# [What you are asked to do]
Give back exactly the lines running from the line with "For practice, label the dense" to the end of the entries, and only those lines.

— Begin Data shown —

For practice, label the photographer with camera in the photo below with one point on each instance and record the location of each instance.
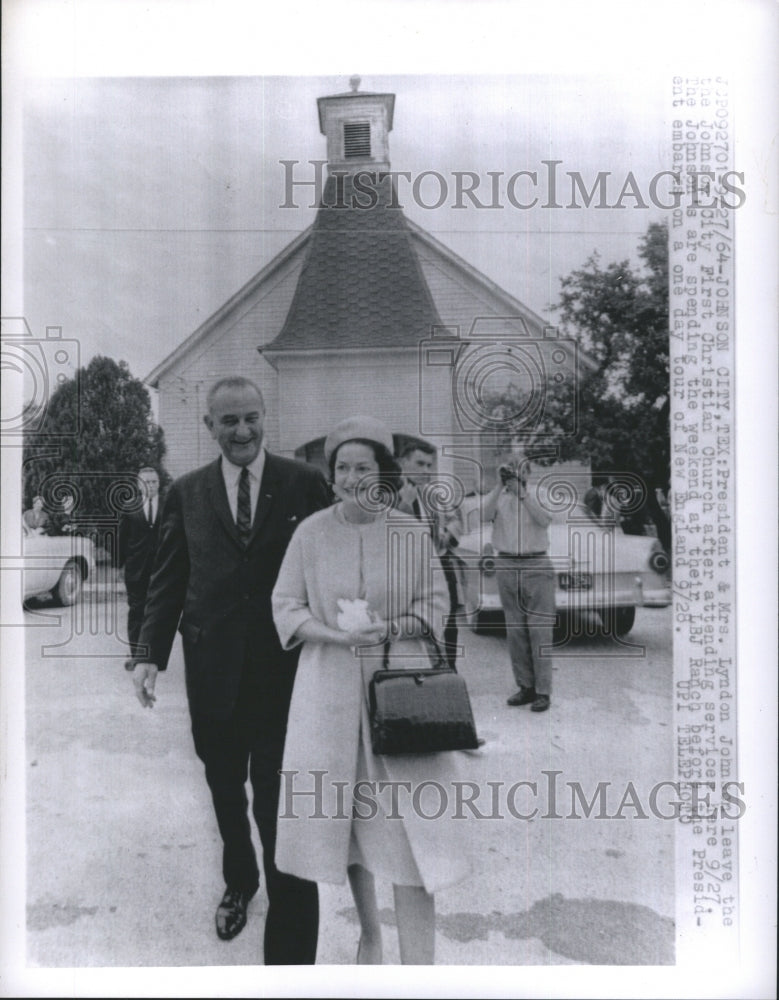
(526, 582)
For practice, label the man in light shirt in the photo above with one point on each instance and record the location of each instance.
(526, 582)
(138, 535)
(224, 531)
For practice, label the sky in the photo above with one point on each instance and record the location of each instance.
(148, 201)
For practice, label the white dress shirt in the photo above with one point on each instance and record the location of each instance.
(231, 475)
(150, 509)
(520, 527)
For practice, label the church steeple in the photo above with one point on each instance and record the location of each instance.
(357, 126)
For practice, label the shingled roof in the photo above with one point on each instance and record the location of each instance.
(361, 285)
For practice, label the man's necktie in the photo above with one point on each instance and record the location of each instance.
(244, 519)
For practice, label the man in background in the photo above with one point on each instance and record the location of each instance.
(417, 462)
(137, 546)
(526, 581)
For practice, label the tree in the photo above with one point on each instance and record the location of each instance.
(97, 431)
(618, 315)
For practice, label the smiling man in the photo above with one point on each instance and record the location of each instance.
(225, 529)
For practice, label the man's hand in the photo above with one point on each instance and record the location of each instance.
(144, 679)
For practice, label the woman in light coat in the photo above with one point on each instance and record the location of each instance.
(333, 821)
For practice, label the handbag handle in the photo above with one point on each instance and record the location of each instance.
(436, 657)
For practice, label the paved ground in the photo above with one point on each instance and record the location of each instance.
(123, 856)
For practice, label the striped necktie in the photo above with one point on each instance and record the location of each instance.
(244, 518)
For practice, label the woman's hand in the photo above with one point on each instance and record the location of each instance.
(366, 635)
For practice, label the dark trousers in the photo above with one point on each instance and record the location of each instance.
(450, 628)
(250, 744)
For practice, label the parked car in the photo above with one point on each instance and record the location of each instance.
(599, 570)
(57, 565)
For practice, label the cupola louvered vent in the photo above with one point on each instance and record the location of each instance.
(357, 140)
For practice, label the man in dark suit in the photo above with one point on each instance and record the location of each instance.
(137, 544)
(417, 497)
(224, 532)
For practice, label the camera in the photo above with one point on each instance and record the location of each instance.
(41, 365)
(497, 377)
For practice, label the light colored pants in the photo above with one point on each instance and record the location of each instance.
(527, 594)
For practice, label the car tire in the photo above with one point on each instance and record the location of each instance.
(69, 585)
(619, 621)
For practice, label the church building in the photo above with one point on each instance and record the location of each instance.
(363, 313)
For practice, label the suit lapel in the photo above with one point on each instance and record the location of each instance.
(218, 494)
(269, 486)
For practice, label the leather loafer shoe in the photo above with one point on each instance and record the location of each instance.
(522, 697)
(231, 913)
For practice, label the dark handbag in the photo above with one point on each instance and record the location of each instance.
(420, 711)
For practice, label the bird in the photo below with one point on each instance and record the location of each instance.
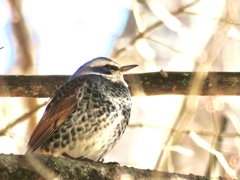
(87, 115)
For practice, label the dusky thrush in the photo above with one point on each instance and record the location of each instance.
(87, 115)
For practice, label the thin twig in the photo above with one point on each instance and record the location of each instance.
(21, 119)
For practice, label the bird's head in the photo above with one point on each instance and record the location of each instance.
(103, 66)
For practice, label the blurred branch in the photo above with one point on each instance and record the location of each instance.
(199, 133)
(13, 166)
(24, 58)
(149, 29)
(145, 84)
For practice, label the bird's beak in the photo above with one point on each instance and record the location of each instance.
(128, 67)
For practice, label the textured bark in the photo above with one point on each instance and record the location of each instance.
(146, 84)
(30, 167)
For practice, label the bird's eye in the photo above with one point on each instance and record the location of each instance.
(110, 67)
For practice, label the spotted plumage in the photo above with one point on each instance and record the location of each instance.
(88, 115)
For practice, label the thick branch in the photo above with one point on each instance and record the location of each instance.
(216, 83)
(30, 167)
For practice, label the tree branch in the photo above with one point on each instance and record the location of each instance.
(49, 167)
(146, 84)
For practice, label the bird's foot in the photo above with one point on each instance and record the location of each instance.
(81, 158)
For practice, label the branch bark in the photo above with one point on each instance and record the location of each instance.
(146, 84)
(49, 167)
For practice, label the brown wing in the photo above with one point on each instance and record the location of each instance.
(59, 108)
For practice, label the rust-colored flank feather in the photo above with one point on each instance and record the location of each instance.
(56, 113)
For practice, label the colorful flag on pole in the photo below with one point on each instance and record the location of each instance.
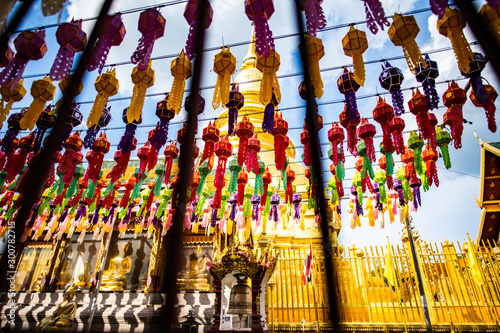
(389, 272)
(307, 274)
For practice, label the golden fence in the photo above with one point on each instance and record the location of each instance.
(462, 286)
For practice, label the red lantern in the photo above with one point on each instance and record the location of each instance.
(430, 156)
(253, 149)
(336, 137)
(366, 132)
(171, 153)
(223, 150)
(489, 107)
(72, 39)
(350, 125)
(244, 131)
(211, 136)
(383, 114)
(418, 106)
(397, 128)
(279, 132)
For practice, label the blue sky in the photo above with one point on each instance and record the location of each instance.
(448, 212)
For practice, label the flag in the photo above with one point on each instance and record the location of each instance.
(307, 273)
(474, 265)
(389, 272)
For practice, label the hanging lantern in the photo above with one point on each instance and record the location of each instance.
(443, 140)
(9, 96)
(348, 86)
(454, 98)
(112, 35)
(315, 51)
(244, 131)
(104, 120)
(106, 85)
(430, 157)
(427, 76)
(402, 32)
(279, 132)
(418, 106)
(152, 27)
(42, 91)
(491, 16)
(29, 46)
(375, 15)
(269, 65)
(489, 105)
(235, 102)
(45, 121)
(366, 132)
(259, 12)
(211, 135)
(391, 79)
(143, 78)
(223, 150)
(336, 137)
(416, 143)
(451, 26)
(224, 67)
(355, 44)
(383, 114)
(194, 18)
(72, 39)
(171, 153)
(350, 124)
(181, 70)
(253, 150)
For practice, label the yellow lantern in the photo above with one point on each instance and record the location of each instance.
(492, 19)
(9, 97)
(106, 85)
(42, 91)
(451, 26)
(269, 66)
(402, 32)
(224, 66)
(63, 86)
(181, 69)
(142, 81)
(316, 51)
(354, 44)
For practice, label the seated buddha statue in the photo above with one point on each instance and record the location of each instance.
(114, 278)
(63, 317)
(195, 275)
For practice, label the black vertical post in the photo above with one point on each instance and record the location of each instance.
(174, 239)
(312, 123)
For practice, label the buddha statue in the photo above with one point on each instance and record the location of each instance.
(195, 275)
(114, 278)
(63, 317)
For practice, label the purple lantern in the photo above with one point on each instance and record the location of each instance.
(72, 39)
(391, 79)
(152, 27)
(113, 35)
(193, 17)
(94, 129)
(348, 86)
(29, 46)
(259, 12)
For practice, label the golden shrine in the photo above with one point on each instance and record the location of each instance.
(375, 286)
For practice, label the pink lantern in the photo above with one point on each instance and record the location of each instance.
(194, 17)
(72, 39)
(113, 34)
(259, 12)
(152, 27)
(29, 46)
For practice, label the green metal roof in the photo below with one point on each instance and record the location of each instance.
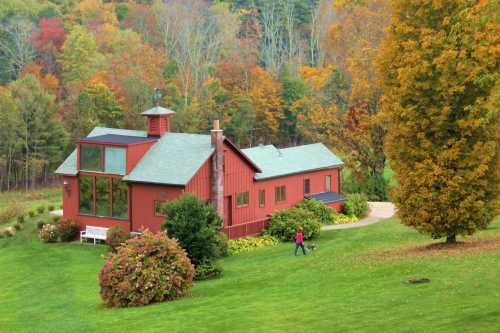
(173, 160)
(157, 111)
(275, 162)
(68, 167)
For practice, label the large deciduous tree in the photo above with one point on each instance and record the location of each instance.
(441, 79)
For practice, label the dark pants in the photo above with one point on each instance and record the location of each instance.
(301, 245)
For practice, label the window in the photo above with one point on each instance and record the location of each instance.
(307, 186)
(262, 198)
(120, 198)
(103, 196)
(86, 195)
(158, 207)
(280, 193)
(90, 158)
(114, 160)
(242, 199)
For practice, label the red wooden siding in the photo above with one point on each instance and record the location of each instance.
(143, 197)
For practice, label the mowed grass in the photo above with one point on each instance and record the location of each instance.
(350, 284)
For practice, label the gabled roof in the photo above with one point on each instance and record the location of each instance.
(68, 167)
(173, 160)
(276, 162)
(116, 139)
(157, 111)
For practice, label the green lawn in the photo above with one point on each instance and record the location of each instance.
(348, 284)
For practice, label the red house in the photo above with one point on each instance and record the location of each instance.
(117, 176)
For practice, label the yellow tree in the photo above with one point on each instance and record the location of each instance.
(441, 78)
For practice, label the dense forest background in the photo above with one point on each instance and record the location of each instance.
(281, 72)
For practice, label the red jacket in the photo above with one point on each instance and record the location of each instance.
(299, 238)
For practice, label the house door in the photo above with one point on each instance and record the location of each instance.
(228, 211)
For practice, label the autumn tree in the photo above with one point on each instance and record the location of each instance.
(79, 59)
(441, 76)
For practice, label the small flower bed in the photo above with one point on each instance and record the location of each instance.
(343, 219)
(247, 244)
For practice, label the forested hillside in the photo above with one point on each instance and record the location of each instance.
(282, 72)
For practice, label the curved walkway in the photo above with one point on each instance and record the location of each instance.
(378, 212)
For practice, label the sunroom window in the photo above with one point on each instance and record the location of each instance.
(103, 159)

— End Data shown —

# [Complete output]
For practice, label the dense forest background in the photo above with one point on each instance and record the location of each instance.
(281, 72)
For practice, label the red jacket in the photo above with one point on each instance and record the location of each instance.
(299, 238)
For practice, label the house door in the photo above with one point on each instance and record the location of each instance.
(228, 211)
For practice, label the autumn tree in the photo above with one point on each instance and record the location of each instance.
(79, 59)
(441, 76)
For practice, label the small flower bed in the photo above with one point on each instance and record the location of each instance.
(343, 219)
(247, 244)
For practice, label the forested hillside in the photo above with one point on each instance and record the location of each instance.
(282, 72)
For practice, label the curved walkway in the photo above with one point on each instance and record the location of each instance.
(378, 212)
For practice, label the sunroom window in the photo above with one point on each instance and record the location of each instance.
(103, 159)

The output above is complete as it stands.